**Data records**
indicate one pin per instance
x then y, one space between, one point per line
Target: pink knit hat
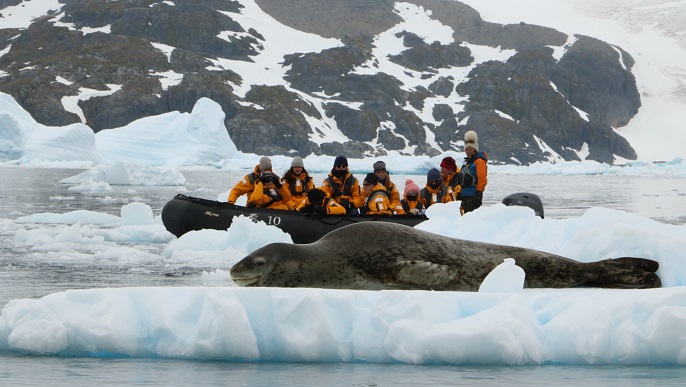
410 187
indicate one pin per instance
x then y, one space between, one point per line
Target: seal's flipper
625 273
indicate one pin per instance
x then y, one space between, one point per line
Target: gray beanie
265 164
297 162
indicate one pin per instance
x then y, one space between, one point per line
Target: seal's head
271 265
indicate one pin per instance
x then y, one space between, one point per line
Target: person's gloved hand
266 178
346 204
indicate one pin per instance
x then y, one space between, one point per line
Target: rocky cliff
544 96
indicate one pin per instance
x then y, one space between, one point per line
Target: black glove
478 199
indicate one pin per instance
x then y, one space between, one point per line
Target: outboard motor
525 199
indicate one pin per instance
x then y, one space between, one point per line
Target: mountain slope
331 77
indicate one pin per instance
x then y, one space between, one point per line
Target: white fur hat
471 140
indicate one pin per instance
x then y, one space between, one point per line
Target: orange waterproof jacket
354 195
429 196
377 201
393 196
245 186
412 207
452 187
300 185
264 198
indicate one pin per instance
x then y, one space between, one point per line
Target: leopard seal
382 255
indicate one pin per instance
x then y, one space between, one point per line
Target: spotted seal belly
354 257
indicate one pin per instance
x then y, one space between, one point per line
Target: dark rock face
532 107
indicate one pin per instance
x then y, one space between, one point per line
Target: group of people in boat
341 193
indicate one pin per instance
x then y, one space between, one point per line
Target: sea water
26 191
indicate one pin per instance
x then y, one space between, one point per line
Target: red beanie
410 187
449 163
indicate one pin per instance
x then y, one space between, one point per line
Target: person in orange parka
473 174
450 177
391 189
247 185
316 202
269 193
410 202
298 181
377 196
343 187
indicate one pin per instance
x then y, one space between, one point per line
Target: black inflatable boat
186 213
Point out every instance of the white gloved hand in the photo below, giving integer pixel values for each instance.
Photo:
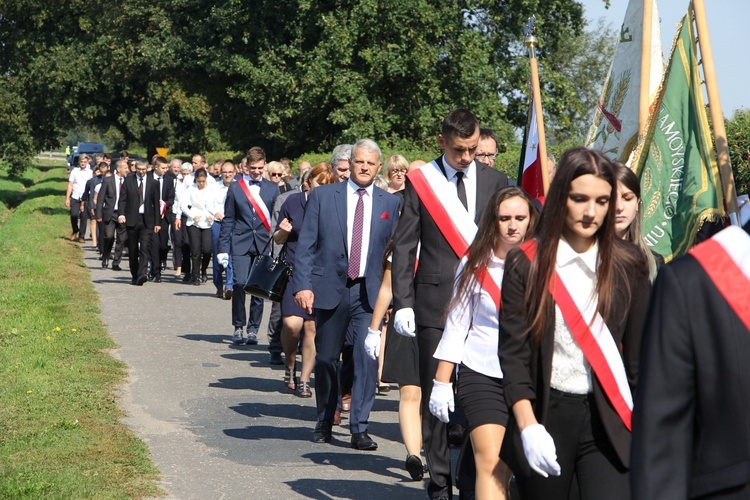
(372, 343)
(442, 400)
(539, 448)
(223, 259)
(404, 322)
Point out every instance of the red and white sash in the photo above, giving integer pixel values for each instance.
(440, 199)
(257, 203)
(726, 260)
(596, 342)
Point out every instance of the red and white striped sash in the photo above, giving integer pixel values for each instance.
(596, 342)
(726, 260)
(440, 199)
(258, 205)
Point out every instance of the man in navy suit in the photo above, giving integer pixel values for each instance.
(337, 274)
(245, 232)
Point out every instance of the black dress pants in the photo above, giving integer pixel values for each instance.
(584, 453)
(434, 432)
(139, 241)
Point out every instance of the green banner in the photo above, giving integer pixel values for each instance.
(680, 182)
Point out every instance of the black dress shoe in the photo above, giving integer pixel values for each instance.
(414, 467)
(322, 432)
(361, 441)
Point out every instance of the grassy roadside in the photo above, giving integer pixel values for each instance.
(60, 434)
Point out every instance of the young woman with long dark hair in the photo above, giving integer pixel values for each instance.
(573, 305)
(470, 338)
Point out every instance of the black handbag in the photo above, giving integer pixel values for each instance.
(268, 275)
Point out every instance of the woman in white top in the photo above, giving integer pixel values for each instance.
(196, 203)
(470, 338)
(573, 306)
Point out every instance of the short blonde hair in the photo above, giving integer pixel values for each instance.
(395, 162)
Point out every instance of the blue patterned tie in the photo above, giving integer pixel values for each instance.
(356, 252)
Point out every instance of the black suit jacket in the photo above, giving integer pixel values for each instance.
(130, 201)
(167, 194)
(429, 290)
(691, 424)
(527, 369)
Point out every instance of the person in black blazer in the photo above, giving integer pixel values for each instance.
(563, 424)
(106, 214)
(420, 299)
(338, 276)
(244, 235)
(138, 209)
(160, 240)
(690, 424)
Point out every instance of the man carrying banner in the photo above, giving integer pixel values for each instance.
(245, 232)
(442, 201)
(690, 432)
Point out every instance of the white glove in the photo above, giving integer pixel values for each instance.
(441, 400)
(372, 343)
(404, 322)
(539, 448)
(223, 259)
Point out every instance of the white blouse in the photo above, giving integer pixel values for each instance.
(472, 328)
(197, 202)
(571, 372)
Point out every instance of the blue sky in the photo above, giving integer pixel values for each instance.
(730, 40)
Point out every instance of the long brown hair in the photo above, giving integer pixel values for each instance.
(479, 252)
(634, 234)
(614, 261)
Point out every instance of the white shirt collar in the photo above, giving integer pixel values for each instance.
(450, 172)
(352, 187)
(566, 255)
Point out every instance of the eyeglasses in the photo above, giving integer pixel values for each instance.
(486, 156)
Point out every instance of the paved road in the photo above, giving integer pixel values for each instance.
(217, 418)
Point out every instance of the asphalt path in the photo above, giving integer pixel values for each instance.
(217, 418)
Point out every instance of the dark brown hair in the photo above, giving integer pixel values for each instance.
(480, 251)
(614, 261)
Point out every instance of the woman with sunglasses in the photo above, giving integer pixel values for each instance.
(574, 302)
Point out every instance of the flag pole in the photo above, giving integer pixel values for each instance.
(717, 116)
(643, 111)
(531, 42)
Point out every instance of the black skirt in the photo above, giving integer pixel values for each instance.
(482, 398)
(401, 362)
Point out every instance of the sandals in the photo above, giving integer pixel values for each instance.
(290, 378)
(304, 390)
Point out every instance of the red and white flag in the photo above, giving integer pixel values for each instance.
(531, 171)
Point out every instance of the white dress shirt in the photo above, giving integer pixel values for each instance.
(352, 198)
(470, 183)
(472, 328)
(79, 177)
(571, 372)
(197, 202)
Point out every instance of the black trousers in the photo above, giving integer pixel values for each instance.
(139, 240)
(109, 230)
(434, 432)
(583, 452)
(200, 249)
(159, 246)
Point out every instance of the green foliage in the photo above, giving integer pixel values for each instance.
(196, 75)
(59, 421)
(738, 139)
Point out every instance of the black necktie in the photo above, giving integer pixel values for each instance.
(461, 189)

**Directive**
Using the data above, write out every line exactly, leaving the images behind.

**Task solution**
indicate one pin per instance
x then y, one space between, one point per line
Target: pink knit hat
410 187
indicate one pin per instance
x then y, one space between, one point per line
Target: seal's flipper
625 273
indicate one pin per instance
x then y, one space between, one point per line
Target: gray beanie
265 164
297 162
indicate one pin per instance
x then y, one space between, one point per line
Target: seal's head
271 265
indicate one pin per instance
x then y, one space between, one point per line
Target: person's gloved hand
266 178
346 204
indicate one pin per instance
x then y, one space between, one point per line
Target: rocky cliff
544 96
indicate one pin per instance
x then y, one space between, one point per line
Target: black glove
478 199
indicate one pin per instance
x then y, one space between, one point per line
Target: outboard motor
525 199
indicate one pin per instance
x then y, one space between, one point per line
Target: mountain slope
331 77
indicate one pin per instance
x then y, one space between, one point per line
Target: white fur hat
471 140
indicate one pin per instance
x then y, one space between, one point per line
Target: orange waterproof jacket
354 195
429 196
377 201
393 196
245 186
412 207
452 187
300 185
264 198
indicate one pin per instance
x then y, one space between, one point per line
Target: leopard seal
382 255
indicate one pin per instance
x then y, one space between, one point per line
Target: spotted seal belly
354 257
indicate one pin per instance
x then y, one space between, one point per line
Target: dark rock face
532 107
indicate one pin per instance
x then y, one space between, one point per line
Target: group of people in boat
341 193
indicate one pin per instance
x then y, one space between, one point per line
Target: sea water
26 191
indicate one pin per instance
x then y, one space between, one point per line
Target: red beanie
410 187
449 163
indicate one pin per instance
x then y, one space between, one point per line
Target: person in orange parka
473 174
450 177
391 189
247 185
316 202
269 193
410 202
298 181
377 196
343 187
indicate one pin per instance
x then y, one space between, one point per line
Target: black inflatable boat
186 213
Point out every instance of the white gloved hand in the photo below, giving integer pixel values for each instance.
Photo:
(372, 343)
(442, 400)
(539, 448)
(223, 259)
(404, 322)
Point out every instance of the red and white sash in the photo above, giving integer pixel values for each instance.
(440, 199)
(257, 203)
(726, 260)
(596, 342)
Point out every instance of the red and white striped sash in the photo above, giving integer pixel values for each instance.
(596, 342)
(726, 260)
(440, 199)
(258, 205)
Point out every instance of the man in navy suit in the photo above, giving integer pixel values for each instance.
(337, 274)
(245, 232)
Point out every instance of the black dress pants in the photo above, giving integer pixel values for each instance.
(584, 453)
(434, 432)
(139, 241)
Point out every instance of the green banner in the photo above, giving integer pixel values for each instance.
(680, 182)
Point out every instance of the black dress shoe in the photo above, giving integer pixel values for each instance.
(414, 467)
(322, 432)
(361, 441)
Point out every instance of the grassy roadside in the photo above, giving integer pixel values for each instance.
(60, 434)
Point out every instance of the young woman with long dark hair in the photo above, giving integer pixel values for each instance.
(573, 305)
(470, 338)
Point out every instance of the black handbag in the photo above, giving integer pixel values for each instance.
(268, 275)
Point out every instance of the woman in white top in the photo above, giving integer pixel values for each instance.
(196, 203)
(470, 338)
(573, 306)
Point out every instance of the short blonde hair in the photo above, giving integer pixel values for each instance.
(395, 162)
Point out every instance of the blue patterned tie in the photo above, giving integer pixel values for each instance.
(356, 252)
Point out every instance of the black suit jacket in the photo above, giving integer pixel values for each instance.
(130, 201)
(167, 194)
(429, 290)
(691, 424)
(527, 369)
Point out every instance of the person in black blazer in the photo above, giving integer pixel values for each instance.
(563, 424)
(106, 214)
(420, 299)
(338, 276)
(244, 235)
(138, 209)
(160, 240)
(690, 424)
Point out every instance of the man carrying banner in the photo above, giving integer pixel values for each instance.
(245, 232)
(442, 201)
(690, 432)
Point out every instance of the white glove in the photo above, giving integer pixel values for each instance.
(441, 400)
(372, 343)
(404, 322)
(539, 448)
(223, 259)
Point out every instance of the white blouse in the photo above, giving integer pixel values for each instance.
(472, 328)
(197, 202)
(571, 372)
Point out every instance of the blue sky in the photo above, giving integer pixel values for each instance.
(730, 40)
Point out every instance of the long brown hair in the photo above, giving integer pixel values for each instance.
(479, 252)
(634, 234)
(614, 261)
Point out every instance of the white shirt collar in the photo above, giving integer pixel values for each instance.
(450, 172)
(352, 187)
(566, 255)
Point out every instance of the eyeglasses in the photo above, giving integer pixel values for each instance.
(486, 156)
Point out every instance of the paved road in the photo above, giving integer pixel values for each instance.
(217, 418)
Point out every instance of the asphalt path in the photo above, giving integer pixel values for each instance.
(217, 418)
Point out every instance of the dark brown hair in the photo above, giving integer pixel values for each instance.
(480, 251)
(614, 261)
Point out every instance of the woman with sunglasses in the photo above, giving integer pixel values for each instance.
(574, 302)
Point out every instance of the flag pole in the photo above, giving integer pixel values for each instance.
(717, 116)
(643, 111)
(531, 42)
Point out every instance of the black skirt in the photo above, giving integer pixel values for each instance.
(482, 398)
(401, 362)
Point out every instance of the sandals in the photo above, giving integer pixel values for each instance.
(290, 378)
(304, 390)
Point out every instance of the red and white flag in the photo above, giving integer pixel values for each instance.
(531, 171)
Point out every instance of the white dress shirt in the photo above, giving integer pixel values for each instance.
(352, 198)
(470, 183)
(472, 328)
(79, 177)
(571, 372)
(197, 202)
Point out every instance of the black trousers in the photo above, giving integer pixel values for each instance.
(139, 240)
(109, 230)
(434, 432)
(583, 452)
(200, 249)
(159, 246)
Point out every instance of the green foliage in the photo above, giving integer pixel values for each instance.
(196, 75)
(59, 421)
(738, 139)
Point out every instance of the black necktie in the photo above, giving integer pixel values for each instance.
(461, 189)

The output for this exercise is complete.